──────── Extracted entries

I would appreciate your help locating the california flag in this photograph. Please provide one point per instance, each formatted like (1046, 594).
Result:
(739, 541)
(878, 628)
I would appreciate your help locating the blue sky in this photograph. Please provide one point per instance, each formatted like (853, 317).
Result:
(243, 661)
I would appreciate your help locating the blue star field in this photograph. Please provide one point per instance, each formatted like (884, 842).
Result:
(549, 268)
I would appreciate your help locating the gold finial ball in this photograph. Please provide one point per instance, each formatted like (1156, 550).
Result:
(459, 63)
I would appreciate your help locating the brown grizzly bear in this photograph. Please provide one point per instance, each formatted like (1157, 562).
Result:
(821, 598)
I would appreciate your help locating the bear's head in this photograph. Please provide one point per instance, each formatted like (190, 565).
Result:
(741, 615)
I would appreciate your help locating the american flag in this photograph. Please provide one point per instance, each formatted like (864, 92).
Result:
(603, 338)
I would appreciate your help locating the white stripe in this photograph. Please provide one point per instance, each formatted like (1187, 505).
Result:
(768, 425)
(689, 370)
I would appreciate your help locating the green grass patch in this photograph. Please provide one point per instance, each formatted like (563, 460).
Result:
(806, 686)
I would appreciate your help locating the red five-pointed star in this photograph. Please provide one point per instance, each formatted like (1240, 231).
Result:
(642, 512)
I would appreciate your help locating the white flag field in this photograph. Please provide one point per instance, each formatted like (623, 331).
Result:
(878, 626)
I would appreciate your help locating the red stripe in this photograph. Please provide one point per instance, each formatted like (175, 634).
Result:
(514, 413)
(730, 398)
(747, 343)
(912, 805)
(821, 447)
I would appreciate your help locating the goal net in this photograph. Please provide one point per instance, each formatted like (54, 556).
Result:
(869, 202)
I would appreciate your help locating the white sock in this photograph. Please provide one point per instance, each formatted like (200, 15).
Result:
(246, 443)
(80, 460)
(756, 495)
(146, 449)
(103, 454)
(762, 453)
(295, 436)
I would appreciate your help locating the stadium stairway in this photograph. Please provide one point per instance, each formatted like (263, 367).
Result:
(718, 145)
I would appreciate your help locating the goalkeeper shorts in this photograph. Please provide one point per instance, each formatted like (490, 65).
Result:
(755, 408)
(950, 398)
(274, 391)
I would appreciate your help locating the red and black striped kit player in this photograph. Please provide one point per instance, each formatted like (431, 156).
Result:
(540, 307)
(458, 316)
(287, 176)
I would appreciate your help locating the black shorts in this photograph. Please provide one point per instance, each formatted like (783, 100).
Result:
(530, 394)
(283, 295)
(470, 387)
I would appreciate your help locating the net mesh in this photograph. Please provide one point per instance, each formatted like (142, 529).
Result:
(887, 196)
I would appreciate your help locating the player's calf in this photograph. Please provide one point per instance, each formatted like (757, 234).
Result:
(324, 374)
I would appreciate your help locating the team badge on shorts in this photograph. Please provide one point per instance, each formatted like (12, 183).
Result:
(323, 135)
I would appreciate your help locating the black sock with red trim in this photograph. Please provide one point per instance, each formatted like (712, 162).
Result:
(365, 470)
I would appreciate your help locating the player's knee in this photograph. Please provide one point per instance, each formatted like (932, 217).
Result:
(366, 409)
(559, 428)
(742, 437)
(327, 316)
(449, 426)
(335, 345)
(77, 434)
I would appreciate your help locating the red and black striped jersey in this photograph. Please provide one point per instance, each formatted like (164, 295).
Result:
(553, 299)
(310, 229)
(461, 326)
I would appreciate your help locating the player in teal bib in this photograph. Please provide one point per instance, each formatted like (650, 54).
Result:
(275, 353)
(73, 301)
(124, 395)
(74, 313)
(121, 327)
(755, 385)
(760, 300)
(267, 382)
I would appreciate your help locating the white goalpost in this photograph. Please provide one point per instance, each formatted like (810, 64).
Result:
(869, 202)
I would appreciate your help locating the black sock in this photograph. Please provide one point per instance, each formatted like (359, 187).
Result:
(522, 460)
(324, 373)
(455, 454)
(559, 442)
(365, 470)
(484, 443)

────────────────

◆ Given request
Return all of the entries word for word.

◆ Exercise output
I would appreciate your help locating the california flag in this photograph. Please provide one point per instance, each formatted like (1046, 594).
Result:
(739, 541)
(878, 628)
I would appreciate your help locating the blue sky in this photograph. Please provide one point per instance, each formatted like (853, 317).
Result:
(243, 661)
I would appreciate your help locating the blue star field in this photograph. Please provide one point per instance, each formatted like (884, 842).
Result:
(549, 268)
I would appreciate your help locating the gold finial ball in this photograph. Please provide one point per instance, each formatted like (1156, 550).
Result:
(459, 63)
I would appreciate your help locating the brown grizzly bear in this photograph. Please provide one point per instance, each formatted like (1157, 562).
Result:
(821, 598)
I would appreciate your help locating the bear's head in this photograph. Please provide one point per instance, each formatted like (190, 565).
Result:
(741, 615)
I would appreciate your help locating the american flag in this photograph. Please provide one point per instance, each formatted like (864, 92).
Result:
(603, 338)
I would appreciate your help locating the white stripe in this photograph. Please provide one point per instance, each formatted like (1187, 505).
Result:
(768, 425)
(689, 370)
I would appreciate your help locating the green grass patch in this photograph. Please provide one point per instance, each formatted like (563, 460).
Result:
(806, 686)
I would appreciate your help locating the red five-pointed star in this photograph. Please provide one point per instance, each formatted like (1240, 231).
Result:
(642, 512)
I would appreciate your help locating the white flag field in this photograph. Please provide one point per instance, each formatted like (623, 331).
Result:
(878, 626)
I would appreciate your help locating the red stripe in this photograph. Please provide one point per instance, each formatted like (175, 634).
Result:
(514, 413)
(730, 398)
(747, 343)
(912, 805)
(821, 447)
I would appreciate your help locating the goal net in this photograph. Please provide one point per instance, each formatted like (54, 556).
Result:
(869, 202)
I would appreciate your help locating the white sock in this photograph. Please provide one point per instance, each formatted like (200, 15).
Result:
(246, 443)
(80, 460)
(756, 495)
(146, 449)
(103, 454)
(762, 453)
(295, 436)
I would appreciate your help locating the stadium stairway in this photograph. Please provide one point per instance, each formatted like (263, 367).
Result:
(718, 145)
I would appreciate your help locating the goalkeeper shorts in this photograph. Please provide one point per instance, each formatted like (490, 65).
Result:
(755, 408)
(950, 398)
(274, 391)
I would appreciate your help locating the red and black striped kit player in this photograph. Please provide one point per instance, each formatted like (431, 156).
Result:
(540, 307)
(458, 316)
(287, 176)
I would appreciate your help locating the black shorts in this photograph. Please provide one point per instance, each formatted like (783, 100).
Result:
(530, 394)
(283, 295)
(470, 387)
I would appreciate your help locating the net mesh in this photograph. Please provide one point per instance, each formatted like (142, 529).
Result:
(887, 196)
I would appreciate your help locating the player's calf in this photograph. Please provide one point per instance, each formatted like (757, 234).
Result:
(324, 374)
I would appreciate your help locating the team badge on shorts in this photograph. Please provide one point per instance, each formatted like (12, 183).
Result:
(323, 135)
I would appreciate your help locating the black sock with red trim in this photograph. Please provide one point per instance, each formatted like (712, 162).
Result:
(365, 470)
I would appreciate your help locating the player's knee in this photograph. Please provide one point per instance, each formatted like (932, 217).
Result:
(366, 409)
(559, 428)
(742, 437)
(327, 316)
(449, 426)
(335, 345)
(77, 434)
I would appreciate your help locating the red and black striped jersey in this photograph. Please provide one point per instance, each formatted like (164, 295).
Result:
(553, 299)
(310, 229)
(461, 326)
I would appreciate your help locating the player in teal bib in this photograph. Please provide one point per instance, each formatted like (650, 54).
Result:
(275, 353)
(73, 301)
(124, 395)
(74, 313)
(121, 327)
(755, 385)
(760, 300)
(267, 382)
I would appreciate your help locating the white goalpost in this photograph. Please provide one point per instance, each formatted like (810, 64).
Result:
(869, 202)
I would appreciate your help locating the black sock in this photograph. Please provide one point per instance, each formatted like (359, 187).
Result:
(522, 460)
(324, 373)
(455, 454)
(559, 442)
(365, 470)
(484, 443)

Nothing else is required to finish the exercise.